Excerto de leitura:

* * *

Como debater
Prossegue aqui a série de textos de Elisio Macamo sobre as formas de debater:
A Renamo não presta (5)
Para uns a Renamo não presta, para outros presta. É uma questão de preferência. Preferências estão profundamente ligadas a gostos. E gostos, como sabemos, não se discutem.
Na verdade, não é bem assim. Os gostos podem muito bem se discutir. Só que a sua discussão é duma natureza diferente. Quando alguém tira uma conclusão factual podemos perguntar se as razões que apresenta são adequadas, se se apoia em alguma autoridade, etc. Gostos são conclusões normativas. Obedecem a uma lógica completamente diferente.
Faz sentido na vida partir sempre do pressuposto segundo o qual as pessoas são capazes de justificar as suas preferências. Isto é, que as pessoas têm sempre razões para fundamentar os seus gostos. Estas razões são obviamente de natureza subjectiva. Mas existem, ou melhor têm que existir. Conclusões normativas exprimem, na maior parte das vezes, uma opinião em relação a acções, crenças ou coisas. Essa opinião constitui uma apreciação. Noutros termos, quando tiramos uma conclusão normativa dizemos que uma acção, por exemplo, é boa ou má, que uma coisa é feia ou bonita ou que é desejável ou não.

* * *

Material fornecido:
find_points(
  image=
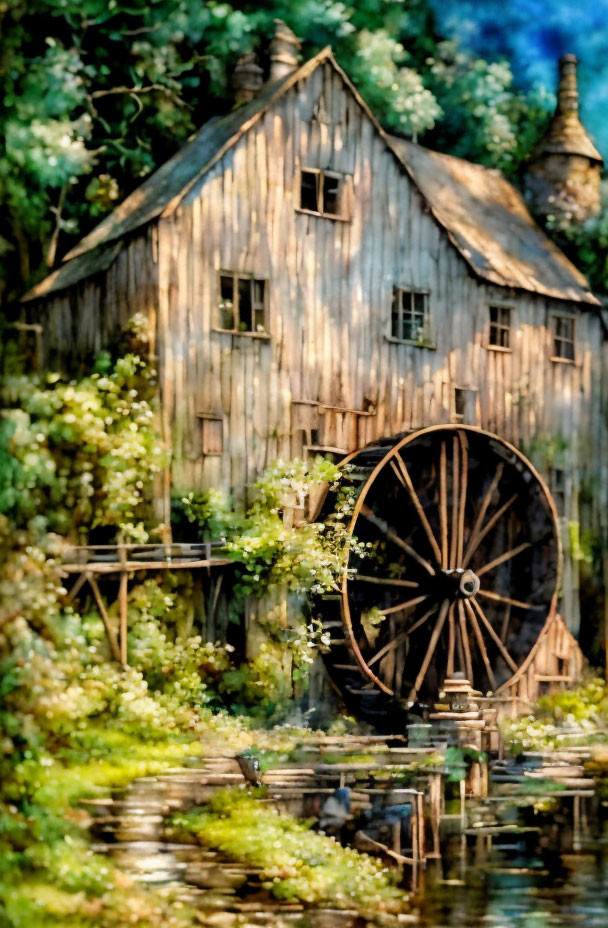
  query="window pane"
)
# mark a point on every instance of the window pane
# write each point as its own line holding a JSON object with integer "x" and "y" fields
{"x": 500, "y": 326}
{"x": 563, "y": 341}
{"x": 420, "y": 302}
{"x": 226, "y": 302}
{"x": 259, "y": 305}
{"x": 396, "y": 315}
{"x": 308, "y": 191}
{"x": 331, "y": 195}
{"x": 245, "y": 311}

* * *

Exercício:
Apresente, por favor, a continuação do texto sobre como debater gostos, começando logo depois da última frase. Este material não faz falta.

Resultado:
Isso pressupõe, pelo menos teoricamente, que temos critérios que nos permitem chegar a essa conclusão. Ou por outra, decidimos que uma coisa é má com base num padrão que temos em mente. Esse padrão ou esses critérios são de natureza geral. Aplicamo-los ao objecto, acção ou crença que nos interessa e decidimos se eles satisfazem esses critérios. A discussão que se seguirá concentrar-se-á nesses critérios bem como na decisão sobre se eles foram satisfeitos ou não.
Vamos exemplificar a coisa com recurso à conclusão “a Renamo não presta”. Esta é uma opinião muito forte. Não é rara no debate político nacional, sobretudo na rua. Muitas vezes ninguém a desafia porque se parte do princípio de que se trata da afirmação duma verdade. Para o bem da saúde do próprio debate, porém, era bom que esta opinião fosse desafiada. Podemos partir do princípio segundo o qual quem emite esta opinião tem em mente certos critérios gerais que a Renamo não satisfaz. Por exemplo, se calhar a pessoa acha que um partido político da estatura da Renamo devia abordar as questões nacionais de forma construtiva, ter militantes capazes e não atribuir as suas derrotas à fraude. Esses podiam ser os critérios gerais. É natural que cada um deles deveria, por sua vez, também ser justificado. Por exemplo, porque um partido político deve abordar questões nacionais? E o que significa abordá-los de forma construtiva? O que são militantes capazes? Em que circunstâncias não se devem atribuir derrotas à fraude?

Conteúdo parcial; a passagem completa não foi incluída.